▶ _What is needed_: A single number is the whole answer: how many lines in this listing contain "green".
=== Supplied records ===
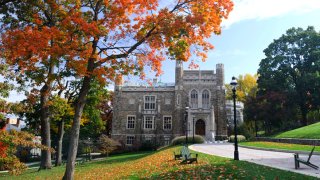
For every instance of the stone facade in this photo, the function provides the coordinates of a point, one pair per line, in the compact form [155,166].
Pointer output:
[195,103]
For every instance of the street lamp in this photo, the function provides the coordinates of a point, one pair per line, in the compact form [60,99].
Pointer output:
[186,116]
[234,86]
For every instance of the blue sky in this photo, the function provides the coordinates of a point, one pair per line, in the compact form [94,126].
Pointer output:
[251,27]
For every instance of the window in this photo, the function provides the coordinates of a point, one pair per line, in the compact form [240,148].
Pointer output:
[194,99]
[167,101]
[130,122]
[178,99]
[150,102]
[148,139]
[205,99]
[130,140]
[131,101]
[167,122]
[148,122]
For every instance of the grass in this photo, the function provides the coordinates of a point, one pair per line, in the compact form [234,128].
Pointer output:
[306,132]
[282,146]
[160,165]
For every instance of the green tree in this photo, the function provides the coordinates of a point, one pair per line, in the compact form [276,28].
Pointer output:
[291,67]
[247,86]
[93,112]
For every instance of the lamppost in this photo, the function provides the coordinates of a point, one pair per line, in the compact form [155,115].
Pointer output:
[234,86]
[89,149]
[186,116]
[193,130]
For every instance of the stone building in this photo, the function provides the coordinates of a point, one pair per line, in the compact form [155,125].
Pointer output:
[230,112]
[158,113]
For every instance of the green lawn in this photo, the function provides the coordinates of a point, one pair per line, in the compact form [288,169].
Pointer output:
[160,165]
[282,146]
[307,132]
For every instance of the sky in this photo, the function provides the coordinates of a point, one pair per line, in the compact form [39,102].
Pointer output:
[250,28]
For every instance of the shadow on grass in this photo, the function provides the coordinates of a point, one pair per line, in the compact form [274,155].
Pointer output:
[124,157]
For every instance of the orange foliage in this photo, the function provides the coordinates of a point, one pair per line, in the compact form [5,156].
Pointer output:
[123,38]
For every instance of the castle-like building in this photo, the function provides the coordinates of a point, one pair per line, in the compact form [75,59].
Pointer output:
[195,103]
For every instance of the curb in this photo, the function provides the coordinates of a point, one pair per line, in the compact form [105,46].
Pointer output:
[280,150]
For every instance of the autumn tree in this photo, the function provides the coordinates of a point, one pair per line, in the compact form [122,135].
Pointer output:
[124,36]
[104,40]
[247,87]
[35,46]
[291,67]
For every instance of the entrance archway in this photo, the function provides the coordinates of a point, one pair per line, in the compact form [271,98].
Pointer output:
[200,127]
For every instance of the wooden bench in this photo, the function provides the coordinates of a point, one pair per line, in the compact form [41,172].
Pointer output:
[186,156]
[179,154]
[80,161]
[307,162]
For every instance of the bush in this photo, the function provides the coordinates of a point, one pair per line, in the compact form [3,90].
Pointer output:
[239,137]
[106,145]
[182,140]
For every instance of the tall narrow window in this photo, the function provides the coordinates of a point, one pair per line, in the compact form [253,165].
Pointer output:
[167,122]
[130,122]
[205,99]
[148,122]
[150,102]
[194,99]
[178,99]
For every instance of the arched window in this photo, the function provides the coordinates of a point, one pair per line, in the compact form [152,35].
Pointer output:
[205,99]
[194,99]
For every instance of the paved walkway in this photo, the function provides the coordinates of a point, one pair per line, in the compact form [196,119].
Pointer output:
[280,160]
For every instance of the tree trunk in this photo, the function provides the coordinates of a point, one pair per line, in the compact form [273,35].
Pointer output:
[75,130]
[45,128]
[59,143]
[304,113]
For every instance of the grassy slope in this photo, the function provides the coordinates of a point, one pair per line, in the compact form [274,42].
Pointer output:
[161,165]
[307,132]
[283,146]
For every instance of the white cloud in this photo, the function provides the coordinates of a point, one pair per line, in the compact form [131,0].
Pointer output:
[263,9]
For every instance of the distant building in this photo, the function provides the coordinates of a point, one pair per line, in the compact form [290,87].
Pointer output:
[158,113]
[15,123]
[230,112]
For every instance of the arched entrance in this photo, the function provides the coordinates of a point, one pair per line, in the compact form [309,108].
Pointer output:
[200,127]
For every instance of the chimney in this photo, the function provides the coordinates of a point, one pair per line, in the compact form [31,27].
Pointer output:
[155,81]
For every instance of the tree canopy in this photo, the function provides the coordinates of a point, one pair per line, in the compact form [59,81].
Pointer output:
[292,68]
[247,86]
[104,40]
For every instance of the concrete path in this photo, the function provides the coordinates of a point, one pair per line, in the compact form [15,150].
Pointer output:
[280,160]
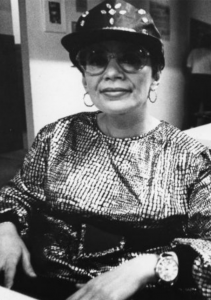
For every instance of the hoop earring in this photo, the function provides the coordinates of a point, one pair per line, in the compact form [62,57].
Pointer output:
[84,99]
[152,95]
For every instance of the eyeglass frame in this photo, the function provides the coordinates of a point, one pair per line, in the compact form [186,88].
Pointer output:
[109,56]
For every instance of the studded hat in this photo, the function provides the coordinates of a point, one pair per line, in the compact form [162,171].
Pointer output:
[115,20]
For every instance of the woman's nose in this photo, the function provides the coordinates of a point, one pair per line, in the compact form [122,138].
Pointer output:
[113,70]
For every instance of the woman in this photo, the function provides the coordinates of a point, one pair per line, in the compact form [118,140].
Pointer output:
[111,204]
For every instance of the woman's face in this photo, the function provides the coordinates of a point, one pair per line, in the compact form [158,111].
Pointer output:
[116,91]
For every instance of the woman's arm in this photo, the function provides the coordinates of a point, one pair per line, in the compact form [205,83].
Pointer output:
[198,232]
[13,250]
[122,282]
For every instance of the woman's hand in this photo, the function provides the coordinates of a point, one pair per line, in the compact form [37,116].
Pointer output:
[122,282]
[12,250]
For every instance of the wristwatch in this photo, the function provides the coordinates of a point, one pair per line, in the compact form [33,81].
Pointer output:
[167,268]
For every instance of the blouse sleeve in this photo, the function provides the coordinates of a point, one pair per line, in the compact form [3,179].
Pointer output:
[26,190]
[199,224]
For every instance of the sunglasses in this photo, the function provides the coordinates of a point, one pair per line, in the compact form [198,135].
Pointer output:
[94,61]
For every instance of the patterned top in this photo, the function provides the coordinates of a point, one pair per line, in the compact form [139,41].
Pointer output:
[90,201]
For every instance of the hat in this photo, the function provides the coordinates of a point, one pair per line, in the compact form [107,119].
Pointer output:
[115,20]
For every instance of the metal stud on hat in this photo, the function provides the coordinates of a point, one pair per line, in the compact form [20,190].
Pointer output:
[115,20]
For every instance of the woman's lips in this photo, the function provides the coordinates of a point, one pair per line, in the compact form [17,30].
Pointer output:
===
▶ _Response box_: 2